Give only the lines from the one containing "Please mark the orange" through the end of the material below, exactly as written.
::::::
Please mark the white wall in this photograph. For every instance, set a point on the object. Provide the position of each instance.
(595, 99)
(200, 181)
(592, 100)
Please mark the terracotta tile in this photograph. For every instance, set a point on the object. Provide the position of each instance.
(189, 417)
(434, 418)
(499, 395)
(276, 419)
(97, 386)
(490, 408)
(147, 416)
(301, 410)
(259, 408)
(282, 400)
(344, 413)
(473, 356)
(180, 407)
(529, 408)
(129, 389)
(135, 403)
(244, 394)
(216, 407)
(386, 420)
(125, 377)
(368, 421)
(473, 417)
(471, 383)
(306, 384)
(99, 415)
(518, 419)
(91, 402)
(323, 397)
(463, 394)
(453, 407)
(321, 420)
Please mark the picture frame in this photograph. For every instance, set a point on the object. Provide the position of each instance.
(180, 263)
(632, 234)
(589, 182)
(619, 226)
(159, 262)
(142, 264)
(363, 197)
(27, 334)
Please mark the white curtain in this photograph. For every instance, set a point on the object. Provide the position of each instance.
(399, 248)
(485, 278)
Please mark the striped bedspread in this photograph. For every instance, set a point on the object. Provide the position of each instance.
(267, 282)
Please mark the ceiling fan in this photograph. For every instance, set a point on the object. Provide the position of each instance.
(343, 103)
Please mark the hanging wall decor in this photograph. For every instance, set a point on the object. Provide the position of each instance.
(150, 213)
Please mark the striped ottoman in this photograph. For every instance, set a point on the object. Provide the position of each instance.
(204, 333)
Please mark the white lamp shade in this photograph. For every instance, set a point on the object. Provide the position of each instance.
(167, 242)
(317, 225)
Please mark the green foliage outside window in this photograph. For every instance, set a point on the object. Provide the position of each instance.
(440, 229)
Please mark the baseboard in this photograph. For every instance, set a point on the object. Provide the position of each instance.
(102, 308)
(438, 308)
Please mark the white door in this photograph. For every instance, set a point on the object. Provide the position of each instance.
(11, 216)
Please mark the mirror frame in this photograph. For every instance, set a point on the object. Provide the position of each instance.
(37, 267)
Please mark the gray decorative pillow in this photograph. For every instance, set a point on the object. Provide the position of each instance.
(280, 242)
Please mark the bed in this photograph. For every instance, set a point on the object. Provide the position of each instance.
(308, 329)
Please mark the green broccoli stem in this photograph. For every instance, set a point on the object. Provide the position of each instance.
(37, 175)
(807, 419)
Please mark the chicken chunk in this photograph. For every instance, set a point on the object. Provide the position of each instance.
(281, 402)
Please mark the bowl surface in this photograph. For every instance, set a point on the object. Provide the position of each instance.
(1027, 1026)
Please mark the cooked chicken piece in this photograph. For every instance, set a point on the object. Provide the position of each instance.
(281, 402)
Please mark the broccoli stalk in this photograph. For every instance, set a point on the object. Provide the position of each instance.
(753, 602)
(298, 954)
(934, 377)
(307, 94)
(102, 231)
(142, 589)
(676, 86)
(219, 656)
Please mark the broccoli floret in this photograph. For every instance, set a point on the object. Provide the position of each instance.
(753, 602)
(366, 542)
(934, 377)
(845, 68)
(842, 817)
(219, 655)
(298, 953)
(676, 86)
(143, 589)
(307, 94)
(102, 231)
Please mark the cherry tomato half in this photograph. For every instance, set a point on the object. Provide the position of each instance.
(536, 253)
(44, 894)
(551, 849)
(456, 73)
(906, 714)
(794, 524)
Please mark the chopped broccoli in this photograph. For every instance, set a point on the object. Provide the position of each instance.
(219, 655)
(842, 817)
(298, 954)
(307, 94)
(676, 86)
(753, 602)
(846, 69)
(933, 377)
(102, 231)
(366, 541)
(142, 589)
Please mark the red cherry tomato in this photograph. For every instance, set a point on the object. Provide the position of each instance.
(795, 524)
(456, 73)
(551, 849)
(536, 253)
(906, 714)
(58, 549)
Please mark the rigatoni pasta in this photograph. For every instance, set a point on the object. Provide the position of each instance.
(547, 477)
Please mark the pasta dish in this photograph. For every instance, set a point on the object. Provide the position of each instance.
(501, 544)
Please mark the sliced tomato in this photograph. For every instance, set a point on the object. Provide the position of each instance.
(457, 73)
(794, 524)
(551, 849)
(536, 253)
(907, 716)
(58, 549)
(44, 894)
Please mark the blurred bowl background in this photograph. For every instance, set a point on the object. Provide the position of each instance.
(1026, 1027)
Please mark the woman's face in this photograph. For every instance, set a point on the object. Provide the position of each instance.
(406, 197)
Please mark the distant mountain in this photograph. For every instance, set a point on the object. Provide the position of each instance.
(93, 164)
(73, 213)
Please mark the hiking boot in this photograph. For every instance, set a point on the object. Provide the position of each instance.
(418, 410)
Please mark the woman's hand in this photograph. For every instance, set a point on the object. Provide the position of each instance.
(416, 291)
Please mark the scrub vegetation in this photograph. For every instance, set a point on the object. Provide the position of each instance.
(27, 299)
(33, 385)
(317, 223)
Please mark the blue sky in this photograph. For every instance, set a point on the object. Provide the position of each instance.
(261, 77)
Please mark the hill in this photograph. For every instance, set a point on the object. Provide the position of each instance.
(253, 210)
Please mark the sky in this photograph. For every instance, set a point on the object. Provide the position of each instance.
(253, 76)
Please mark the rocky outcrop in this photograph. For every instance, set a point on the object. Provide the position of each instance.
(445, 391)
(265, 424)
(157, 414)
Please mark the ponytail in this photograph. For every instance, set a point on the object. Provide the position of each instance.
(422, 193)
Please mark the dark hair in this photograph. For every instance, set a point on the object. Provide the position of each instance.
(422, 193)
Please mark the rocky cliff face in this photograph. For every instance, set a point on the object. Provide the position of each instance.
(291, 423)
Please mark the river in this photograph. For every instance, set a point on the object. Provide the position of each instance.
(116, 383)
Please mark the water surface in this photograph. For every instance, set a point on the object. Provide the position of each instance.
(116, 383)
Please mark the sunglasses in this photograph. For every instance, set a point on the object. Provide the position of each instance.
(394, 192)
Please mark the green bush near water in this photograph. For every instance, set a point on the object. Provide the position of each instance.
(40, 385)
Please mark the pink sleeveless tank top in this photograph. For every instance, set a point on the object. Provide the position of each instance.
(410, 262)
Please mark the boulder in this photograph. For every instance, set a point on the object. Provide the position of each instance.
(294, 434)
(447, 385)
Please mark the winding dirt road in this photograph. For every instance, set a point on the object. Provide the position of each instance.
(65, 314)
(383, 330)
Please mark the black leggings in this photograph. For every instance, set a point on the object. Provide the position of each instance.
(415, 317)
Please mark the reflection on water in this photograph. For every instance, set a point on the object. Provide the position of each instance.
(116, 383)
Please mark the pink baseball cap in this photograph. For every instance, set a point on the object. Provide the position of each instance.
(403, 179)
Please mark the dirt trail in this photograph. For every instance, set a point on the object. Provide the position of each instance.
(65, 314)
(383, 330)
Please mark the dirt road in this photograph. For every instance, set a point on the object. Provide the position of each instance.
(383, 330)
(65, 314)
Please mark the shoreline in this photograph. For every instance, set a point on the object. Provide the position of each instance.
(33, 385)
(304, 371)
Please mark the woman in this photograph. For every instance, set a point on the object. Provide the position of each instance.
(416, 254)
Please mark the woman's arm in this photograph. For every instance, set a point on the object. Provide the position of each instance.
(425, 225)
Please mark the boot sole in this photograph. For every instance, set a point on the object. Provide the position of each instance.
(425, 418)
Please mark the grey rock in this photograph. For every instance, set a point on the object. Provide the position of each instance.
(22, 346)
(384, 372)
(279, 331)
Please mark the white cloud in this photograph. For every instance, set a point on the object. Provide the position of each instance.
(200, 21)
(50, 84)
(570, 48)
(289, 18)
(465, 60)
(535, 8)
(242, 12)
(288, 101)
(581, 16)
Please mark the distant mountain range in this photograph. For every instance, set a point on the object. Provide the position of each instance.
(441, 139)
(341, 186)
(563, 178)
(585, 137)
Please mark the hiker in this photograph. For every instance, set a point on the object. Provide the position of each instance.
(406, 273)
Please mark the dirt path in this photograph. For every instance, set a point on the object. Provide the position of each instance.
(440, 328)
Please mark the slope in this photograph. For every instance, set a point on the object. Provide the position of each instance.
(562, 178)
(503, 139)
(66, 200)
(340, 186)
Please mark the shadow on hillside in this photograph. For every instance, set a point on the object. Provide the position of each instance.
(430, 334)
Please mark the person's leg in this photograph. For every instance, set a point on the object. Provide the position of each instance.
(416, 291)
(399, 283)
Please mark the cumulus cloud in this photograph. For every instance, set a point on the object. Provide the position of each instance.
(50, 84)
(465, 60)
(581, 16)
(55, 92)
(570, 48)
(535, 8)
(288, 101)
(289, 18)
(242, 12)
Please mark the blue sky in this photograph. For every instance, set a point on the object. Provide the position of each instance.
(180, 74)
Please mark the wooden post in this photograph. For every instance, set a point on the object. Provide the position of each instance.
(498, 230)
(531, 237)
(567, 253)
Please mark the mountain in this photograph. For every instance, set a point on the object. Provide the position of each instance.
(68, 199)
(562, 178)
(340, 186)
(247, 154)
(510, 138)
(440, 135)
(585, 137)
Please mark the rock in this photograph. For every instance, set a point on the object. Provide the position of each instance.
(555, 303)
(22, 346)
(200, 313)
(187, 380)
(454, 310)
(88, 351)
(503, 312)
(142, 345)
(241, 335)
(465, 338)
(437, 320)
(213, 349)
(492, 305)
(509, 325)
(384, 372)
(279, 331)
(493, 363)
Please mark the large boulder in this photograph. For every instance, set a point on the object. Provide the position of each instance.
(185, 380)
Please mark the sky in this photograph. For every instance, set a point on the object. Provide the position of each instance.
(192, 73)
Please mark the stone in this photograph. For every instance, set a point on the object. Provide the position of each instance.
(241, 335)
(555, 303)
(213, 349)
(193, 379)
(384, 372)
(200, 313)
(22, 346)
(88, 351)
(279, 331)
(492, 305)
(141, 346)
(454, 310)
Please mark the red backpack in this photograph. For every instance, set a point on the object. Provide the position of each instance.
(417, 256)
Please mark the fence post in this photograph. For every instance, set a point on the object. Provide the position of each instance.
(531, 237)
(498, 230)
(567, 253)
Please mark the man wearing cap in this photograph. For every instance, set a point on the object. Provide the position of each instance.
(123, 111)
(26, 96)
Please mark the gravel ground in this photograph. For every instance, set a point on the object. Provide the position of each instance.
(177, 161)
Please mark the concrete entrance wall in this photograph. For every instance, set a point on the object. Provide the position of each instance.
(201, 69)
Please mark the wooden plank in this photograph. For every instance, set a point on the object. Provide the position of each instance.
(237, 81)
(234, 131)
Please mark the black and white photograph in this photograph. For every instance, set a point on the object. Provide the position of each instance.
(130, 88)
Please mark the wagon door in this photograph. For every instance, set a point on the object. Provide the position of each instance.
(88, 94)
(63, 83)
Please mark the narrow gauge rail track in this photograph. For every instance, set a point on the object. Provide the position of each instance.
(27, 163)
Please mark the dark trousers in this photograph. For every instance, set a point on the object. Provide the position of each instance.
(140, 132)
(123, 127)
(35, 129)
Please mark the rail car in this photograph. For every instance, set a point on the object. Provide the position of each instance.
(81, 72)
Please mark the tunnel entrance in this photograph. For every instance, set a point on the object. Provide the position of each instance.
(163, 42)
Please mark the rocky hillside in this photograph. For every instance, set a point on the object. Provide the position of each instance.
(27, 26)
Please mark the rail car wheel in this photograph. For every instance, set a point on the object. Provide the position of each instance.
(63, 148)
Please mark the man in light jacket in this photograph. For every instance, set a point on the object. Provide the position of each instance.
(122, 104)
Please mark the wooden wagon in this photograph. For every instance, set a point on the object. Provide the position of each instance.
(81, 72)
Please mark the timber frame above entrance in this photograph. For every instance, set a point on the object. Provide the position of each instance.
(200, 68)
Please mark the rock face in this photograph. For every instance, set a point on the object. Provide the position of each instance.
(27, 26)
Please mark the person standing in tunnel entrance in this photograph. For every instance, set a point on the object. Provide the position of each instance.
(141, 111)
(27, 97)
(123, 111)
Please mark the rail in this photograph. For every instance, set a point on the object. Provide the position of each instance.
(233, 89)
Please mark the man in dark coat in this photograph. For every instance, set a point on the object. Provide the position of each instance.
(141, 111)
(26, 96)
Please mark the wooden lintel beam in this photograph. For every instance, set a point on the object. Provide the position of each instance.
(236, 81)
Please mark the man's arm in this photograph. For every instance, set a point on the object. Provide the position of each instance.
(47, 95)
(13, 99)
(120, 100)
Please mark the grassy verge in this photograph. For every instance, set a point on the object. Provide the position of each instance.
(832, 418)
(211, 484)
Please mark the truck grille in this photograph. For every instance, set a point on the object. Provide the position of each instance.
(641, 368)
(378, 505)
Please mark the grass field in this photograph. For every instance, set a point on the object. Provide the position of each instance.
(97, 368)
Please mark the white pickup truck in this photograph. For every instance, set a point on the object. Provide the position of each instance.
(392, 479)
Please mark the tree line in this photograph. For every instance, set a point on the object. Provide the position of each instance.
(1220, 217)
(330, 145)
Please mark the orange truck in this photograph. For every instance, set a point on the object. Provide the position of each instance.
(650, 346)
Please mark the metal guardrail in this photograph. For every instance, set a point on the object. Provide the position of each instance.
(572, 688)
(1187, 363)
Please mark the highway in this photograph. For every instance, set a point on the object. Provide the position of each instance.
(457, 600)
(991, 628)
::::::
Answer to this task
Please mark the orange truck in this photograph. For every instance, set a point on the object. Provide the position of each instance.
(650, 346)
Please mark the metal guardrail in this photograph. For every instance, set a point on the object. Provide the position of each instance.
(572, 688)
(1187, 363)
Please mark the highway in this photograph. For every instance, set a point on the object. Provide the position of each instance.
(457, 600)
(991, 628)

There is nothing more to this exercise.